# EXERCISE DIRECTIONS
Locate all lines in the data below that hold "trace" and show them.
######
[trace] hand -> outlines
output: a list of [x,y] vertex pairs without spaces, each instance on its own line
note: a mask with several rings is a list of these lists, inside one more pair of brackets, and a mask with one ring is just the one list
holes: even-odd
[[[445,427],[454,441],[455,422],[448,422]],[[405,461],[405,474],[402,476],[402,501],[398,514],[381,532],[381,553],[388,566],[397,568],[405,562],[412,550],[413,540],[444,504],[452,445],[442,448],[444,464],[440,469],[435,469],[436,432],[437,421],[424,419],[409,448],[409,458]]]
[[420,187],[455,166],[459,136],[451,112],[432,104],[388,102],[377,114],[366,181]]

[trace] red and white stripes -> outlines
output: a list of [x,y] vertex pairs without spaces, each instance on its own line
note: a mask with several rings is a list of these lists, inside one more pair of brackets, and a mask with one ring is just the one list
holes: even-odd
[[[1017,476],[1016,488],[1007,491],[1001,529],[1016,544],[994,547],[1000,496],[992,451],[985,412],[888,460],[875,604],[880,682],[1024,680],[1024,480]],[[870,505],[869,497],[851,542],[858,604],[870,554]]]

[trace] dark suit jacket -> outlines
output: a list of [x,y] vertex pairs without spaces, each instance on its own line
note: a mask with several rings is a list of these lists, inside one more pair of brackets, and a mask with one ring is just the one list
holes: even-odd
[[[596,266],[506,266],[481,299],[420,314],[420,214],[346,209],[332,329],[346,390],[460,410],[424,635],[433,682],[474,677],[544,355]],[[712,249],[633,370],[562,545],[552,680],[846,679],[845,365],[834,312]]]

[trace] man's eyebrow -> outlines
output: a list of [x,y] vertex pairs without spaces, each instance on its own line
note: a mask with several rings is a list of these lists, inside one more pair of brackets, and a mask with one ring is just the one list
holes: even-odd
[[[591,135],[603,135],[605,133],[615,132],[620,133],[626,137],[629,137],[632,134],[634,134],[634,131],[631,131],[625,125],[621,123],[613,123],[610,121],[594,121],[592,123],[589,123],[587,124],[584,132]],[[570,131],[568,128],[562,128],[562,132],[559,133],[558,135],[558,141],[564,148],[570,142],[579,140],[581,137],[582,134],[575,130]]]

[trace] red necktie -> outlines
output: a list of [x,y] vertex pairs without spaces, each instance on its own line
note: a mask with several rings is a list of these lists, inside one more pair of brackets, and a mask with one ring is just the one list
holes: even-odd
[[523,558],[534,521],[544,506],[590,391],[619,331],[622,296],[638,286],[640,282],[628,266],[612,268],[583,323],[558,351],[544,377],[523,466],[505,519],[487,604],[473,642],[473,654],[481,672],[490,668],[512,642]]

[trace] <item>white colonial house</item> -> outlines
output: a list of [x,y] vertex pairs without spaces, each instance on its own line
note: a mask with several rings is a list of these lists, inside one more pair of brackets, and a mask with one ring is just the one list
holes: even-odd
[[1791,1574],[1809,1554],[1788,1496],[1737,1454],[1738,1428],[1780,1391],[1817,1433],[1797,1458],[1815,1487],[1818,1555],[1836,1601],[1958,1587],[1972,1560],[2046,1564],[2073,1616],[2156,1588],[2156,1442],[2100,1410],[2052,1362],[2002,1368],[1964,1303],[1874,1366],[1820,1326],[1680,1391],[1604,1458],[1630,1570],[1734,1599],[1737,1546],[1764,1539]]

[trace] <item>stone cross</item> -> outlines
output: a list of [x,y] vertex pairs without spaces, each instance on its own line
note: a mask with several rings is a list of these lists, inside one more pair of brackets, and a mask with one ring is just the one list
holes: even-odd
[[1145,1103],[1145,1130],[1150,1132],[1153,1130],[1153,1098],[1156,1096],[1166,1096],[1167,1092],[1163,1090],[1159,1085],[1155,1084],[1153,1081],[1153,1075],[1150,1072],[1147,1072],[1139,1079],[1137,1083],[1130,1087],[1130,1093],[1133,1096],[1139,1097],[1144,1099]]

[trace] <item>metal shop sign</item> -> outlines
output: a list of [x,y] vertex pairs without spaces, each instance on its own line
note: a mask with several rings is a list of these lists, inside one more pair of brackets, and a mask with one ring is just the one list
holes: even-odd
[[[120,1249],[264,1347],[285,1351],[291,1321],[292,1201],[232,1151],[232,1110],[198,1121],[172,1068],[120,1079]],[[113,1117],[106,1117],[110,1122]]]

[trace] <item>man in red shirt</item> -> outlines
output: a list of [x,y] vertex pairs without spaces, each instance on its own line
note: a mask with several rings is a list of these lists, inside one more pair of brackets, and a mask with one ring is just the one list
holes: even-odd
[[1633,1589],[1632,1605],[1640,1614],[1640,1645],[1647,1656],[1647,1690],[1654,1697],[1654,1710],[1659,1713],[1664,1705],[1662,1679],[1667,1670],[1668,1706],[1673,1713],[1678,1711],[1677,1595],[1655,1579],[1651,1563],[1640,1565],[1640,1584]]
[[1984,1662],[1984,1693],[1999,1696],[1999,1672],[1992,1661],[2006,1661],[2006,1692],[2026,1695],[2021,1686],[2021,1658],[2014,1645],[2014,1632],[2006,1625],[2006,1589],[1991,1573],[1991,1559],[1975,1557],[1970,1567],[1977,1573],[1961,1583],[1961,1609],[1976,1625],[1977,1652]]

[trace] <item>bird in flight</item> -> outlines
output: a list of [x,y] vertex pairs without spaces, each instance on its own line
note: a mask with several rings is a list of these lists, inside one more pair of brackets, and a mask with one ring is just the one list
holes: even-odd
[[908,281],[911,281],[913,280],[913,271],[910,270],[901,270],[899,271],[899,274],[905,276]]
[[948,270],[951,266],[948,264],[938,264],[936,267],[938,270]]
######
# RESULT BELOW
[trace] hand -> outlines
[trace] red and white stripes -> outlines
[trace] dark suit jacket -> outlines
[trace] man's eyebrow -> outlines
[trace] red necktie -> outlines
[trace] <item>white colonial house</item> -> outlines
[trace] <item>stone cross</item> -> outlines
[trace] <item>metal shop sign</item> -> outlines
[trace] <item>man in red shirt</item> -> outlines
[trace] <item>bird in flight</item> -> outlines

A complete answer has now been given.